Questions on the material:
A - Decide whether each statement below agrees with the passage on Hamas and Gaza, answering yes or no and quoting the words of the passage that settle it. (i) The rockets have killed more than thirty people. (ii) Some bomb shelters were built inside playgrounds. (iii) Part of the weaponry reached Gaza by sea.
B - Write the next part of the passage on Hamas and Gaza, picking up after its final sentence.
─── Excerpt to read ───
Since Hamas took over in Gaza they have, in any case, lived up to their promise of fighting Israel. Thousands of Qassam rockets have rained down on Israeli cities close to the Gazan border since 2006, which was clearly not the case when Israel lived in and occupied Gaza. Although the rockets have not claimed many lives (under 30), they have sent Israeli citizens into bombshelters on a regular, in some places, daily basis, some of them built within playgrounds for convenience. Homes and property have been destroyed. Another significant detail in this story is that these rockets and other weaponry are provided in part by Iran- whose current government proclaims it's love for Israel regularly. And how did these armaments get into Gaza in the first place? In part, by sea. Given this history, Israelis ask, rightly so, why should we allow unknown cargo into Gaza? And why should we leave the territories and or end the blockade in Gaza, when the response is violence?
This position, by the way, is inherantly different from those who claim that the territories should belong to Israel, well... just because. But that is material for another article...
─── Exercise data ───
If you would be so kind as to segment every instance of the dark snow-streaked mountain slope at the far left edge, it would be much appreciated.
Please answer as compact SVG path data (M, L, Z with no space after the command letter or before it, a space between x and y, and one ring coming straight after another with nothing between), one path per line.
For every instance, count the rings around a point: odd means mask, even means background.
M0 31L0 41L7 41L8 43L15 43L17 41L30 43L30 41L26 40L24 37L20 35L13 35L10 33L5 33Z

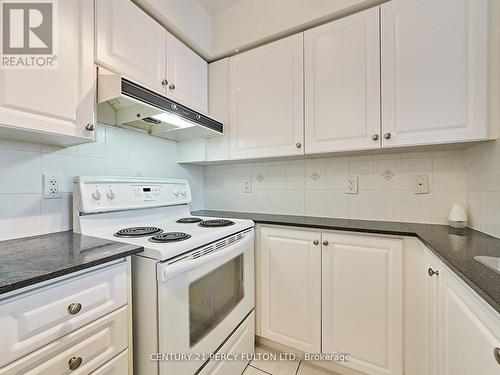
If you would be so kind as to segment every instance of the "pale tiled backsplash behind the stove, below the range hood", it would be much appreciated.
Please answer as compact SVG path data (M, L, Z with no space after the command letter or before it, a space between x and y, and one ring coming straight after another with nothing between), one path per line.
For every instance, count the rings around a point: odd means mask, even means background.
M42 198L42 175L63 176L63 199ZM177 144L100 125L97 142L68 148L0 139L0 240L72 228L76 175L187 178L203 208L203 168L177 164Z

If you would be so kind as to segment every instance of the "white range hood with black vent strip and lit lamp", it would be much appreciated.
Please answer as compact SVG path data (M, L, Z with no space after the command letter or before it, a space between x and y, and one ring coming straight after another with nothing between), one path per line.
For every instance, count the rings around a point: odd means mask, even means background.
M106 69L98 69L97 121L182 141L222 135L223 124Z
───
─── Exercise data ───
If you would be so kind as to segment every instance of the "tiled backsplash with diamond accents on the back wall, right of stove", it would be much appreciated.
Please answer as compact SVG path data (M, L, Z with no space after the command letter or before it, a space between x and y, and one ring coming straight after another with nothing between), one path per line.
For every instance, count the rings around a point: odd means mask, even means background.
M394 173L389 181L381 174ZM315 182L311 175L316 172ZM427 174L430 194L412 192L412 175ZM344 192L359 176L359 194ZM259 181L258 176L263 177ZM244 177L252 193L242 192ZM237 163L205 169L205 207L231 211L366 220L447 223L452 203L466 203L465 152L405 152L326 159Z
───
Answer set:
A -
(i) No: "Although the rockets have not claimed many lives (under 30)"
(ii) Yes: "some of them built within playgrounds for convenience"
(iii) Yes: "And how did these armaments get into Gaza in the first place? In part, by sea."

B -
Of course, your reaction may be, but they're getting shot at anyway - the occupation and blockade are not fulfilling their "purpose"! This is true. Thanks to Moshe Dayan, Israel has really gotten herself into a pickle, with regards to the territories. They should never have stayed in Gaza and the West Bank after their success in 67. That land should have been used as leverage in peace negotiations - and given back once clear borders were defined. But they didn't. Now they get shot at for being there and they get shot at when they leave.
So, now what? I see two strategies, a short and long term one.
Short term: With regards to the current security concern, it is not so much a question of whether the Israelis should or have the right to defend themselves, and here I'm referring to the many armed struggles that have come to pass in recent years, not just the flotilla flop. It is more a question of how and to what extent, that is of essence. The flotilla tragedy and certainly the colossal loss of civilian life in Gaza a little more than a year ago during Operation Cast Lead, clearly point to problems of proportionality and appropriateness. In terms of the ongoing blockade, Israel needs to address and react to the humanitarian crisis in Gaza for which they carry a significant amount of - though not exclusive - responsibility. Many innocent people are suffering and of course, the blockade needs to be ended. In turn, the international community needs to put more pressure on Hamas to recognize the existence of Israel as a sovereign state, just as Fatah does (within the pre-67 borders, among other things) and to enter into peace negotiations with them.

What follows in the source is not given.